* _Stated exercise A_:
List every phrase that appears inside quotation marks in the passage about the poetry form class.
* _Stated exercise B_:
In the saved data entry rows, reproduce everything from the line containing "Would you kindly point to the adult arm" down to the line containing "<point>363,312</point>", including both of those lines.

* _Provided text_:
+++

- I have enrolled in a form class. I think, as a general rule of thumb, my poems are too rowdy. Not very disciplined. Kind of like my mind. The things I write about, tend to find their own forms, rather than stay within the norms of the forms. But isn't that the thing about forms? But, I still think, it's good to try to write in forms. Like, this week, we are doing "blank verse." A form, which, admittedly leads itself to "imitation and reflection of thought." In other words, wordy! Now, this shouldn't scare me, the verbose person that I am. Except for the fact that all this wordiness needs to be expressed in iambic pentameter, in a fixed order of stressed and unstressed syllables. From what we read this week, I really liked Robert Frost's "Directive."

+++

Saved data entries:

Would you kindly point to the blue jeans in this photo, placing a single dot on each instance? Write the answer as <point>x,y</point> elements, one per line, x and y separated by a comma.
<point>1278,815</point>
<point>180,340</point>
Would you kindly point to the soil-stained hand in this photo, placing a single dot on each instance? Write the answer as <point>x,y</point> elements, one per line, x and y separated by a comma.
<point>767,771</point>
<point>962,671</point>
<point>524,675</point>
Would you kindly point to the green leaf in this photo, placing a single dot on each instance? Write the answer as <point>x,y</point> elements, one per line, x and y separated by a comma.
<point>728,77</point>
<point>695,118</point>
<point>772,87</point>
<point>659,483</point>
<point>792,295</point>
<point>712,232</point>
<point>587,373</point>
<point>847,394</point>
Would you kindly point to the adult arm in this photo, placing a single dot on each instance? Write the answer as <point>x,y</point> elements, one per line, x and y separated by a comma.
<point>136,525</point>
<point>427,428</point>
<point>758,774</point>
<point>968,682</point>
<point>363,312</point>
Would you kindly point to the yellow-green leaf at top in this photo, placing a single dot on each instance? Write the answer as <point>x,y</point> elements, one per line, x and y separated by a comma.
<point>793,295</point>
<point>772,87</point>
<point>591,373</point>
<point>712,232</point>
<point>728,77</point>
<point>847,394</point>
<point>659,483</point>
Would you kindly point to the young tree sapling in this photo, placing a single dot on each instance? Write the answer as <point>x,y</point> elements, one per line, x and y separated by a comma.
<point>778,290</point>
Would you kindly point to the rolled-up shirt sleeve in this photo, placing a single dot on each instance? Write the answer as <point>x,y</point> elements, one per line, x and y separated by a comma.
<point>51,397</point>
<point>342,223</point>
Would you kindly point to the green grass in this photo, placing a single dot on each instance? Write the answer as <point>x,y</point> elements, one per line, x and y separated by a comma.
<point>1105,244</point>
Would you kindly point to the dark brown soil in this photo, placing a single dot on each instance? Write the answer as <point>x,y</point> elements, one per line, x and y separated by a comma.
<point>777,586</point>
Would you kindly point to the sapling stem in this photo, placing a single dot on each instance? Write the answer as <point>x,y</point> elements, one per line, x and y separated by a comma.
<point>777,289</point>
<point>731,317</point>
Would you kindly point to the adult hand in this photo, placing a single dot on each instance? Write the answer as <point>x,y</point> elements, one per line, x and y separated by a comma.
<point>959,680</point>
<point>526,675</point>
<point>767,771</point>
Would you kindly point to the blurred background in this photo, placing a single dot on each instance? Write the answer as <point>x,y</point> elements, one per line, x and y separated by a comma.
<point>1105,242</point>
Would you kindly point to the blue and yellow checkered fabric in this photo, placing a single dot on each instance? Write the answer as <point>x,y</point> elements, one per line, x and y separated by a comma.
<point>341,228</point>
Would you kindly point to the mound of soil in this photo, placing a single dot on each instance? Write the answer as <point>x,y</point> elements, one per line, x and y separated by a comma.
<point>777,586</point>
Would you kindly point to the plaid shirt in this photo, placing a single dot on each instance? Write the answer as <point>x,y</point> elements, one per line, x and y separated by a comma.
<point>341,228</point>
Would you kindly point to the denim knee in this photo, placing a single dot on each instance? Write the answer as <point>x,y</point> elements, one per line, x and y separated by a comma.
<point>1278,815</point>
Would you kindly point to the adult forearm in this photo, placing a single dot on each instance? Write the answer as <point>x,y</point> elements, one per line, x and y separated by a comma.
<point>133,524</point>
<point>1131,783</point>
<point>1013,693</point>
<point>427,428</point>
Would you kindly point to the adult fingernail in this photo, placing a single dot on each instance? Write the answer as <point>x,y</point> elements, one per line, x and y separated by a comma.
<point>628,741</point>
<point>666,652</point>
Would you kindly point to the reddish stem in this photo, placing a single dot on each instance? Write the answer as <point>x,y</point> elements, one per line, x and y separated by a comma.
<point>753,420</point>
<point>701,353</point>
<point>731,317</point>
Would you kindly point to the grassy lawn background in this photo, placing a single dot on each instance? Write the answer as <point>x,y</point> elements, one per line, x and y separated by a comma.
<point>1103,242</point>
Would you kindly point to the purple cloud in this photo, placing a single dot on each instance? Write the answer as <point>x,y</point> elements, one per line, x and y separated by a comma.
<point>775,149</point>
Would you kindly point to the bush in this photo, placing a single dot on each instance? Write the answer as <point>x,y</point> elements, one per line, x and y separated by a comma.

+++

* _Problem solution A_:
blank verse
imitation and reflection of thought
Directive

* _Problem solution B_:
Would you kindly point to the adult arm in this photo, placing a single dot on each instance? Write the answer as <point>x,y</point> elements, one per line, x and y separated by a comma.
<point>136,525</point>
<point>427,428</point>
<point>758,774</point>
<point>968,682</point>
<point>363,312</point>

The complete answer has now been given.